### Your task
Say how many lines in the material below include "TARGET". The answer is the number alone.

### Data under study
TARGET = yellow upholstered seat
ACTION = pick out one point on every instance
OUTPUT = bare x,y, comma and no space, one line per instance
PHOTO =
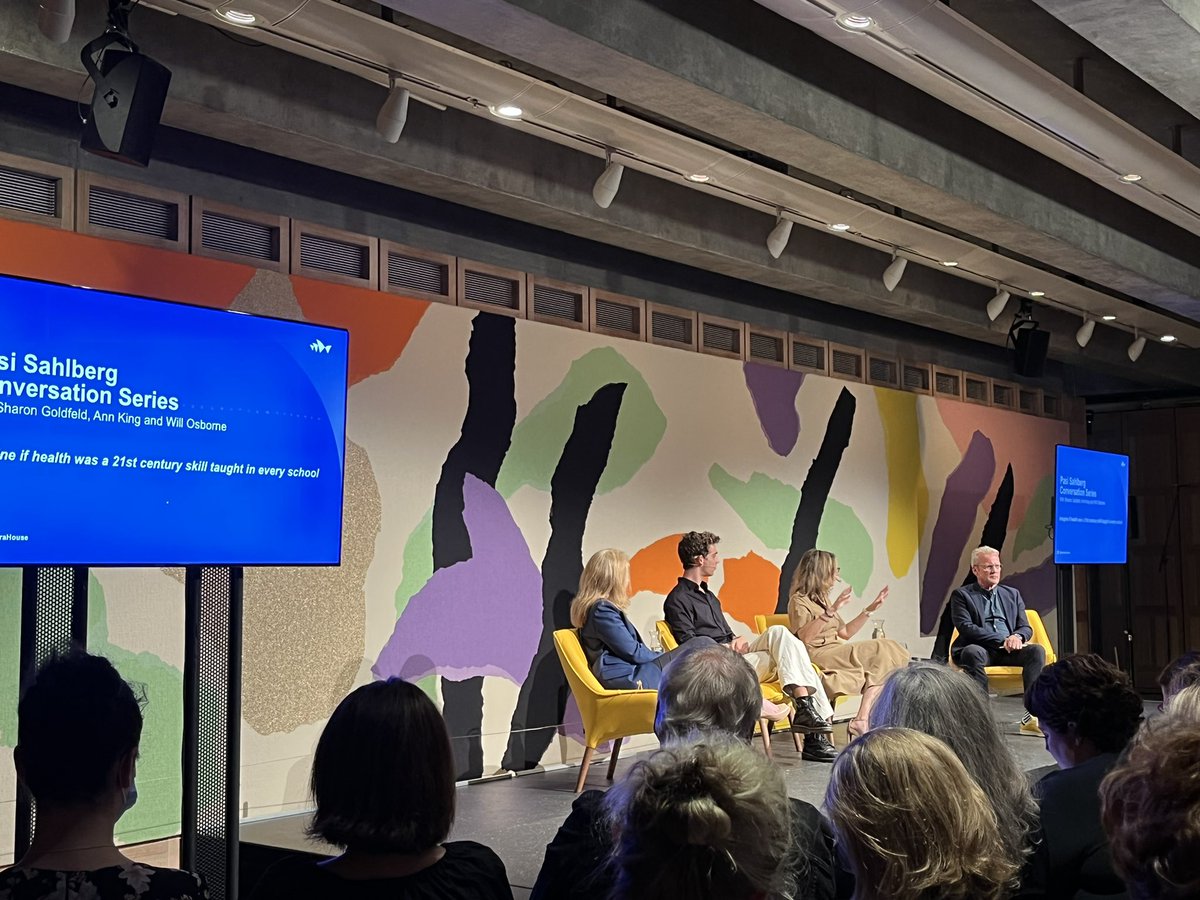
==
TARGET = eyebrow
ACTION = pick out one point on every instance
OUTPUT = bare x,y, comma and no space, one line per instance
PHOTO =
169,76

### Response area
2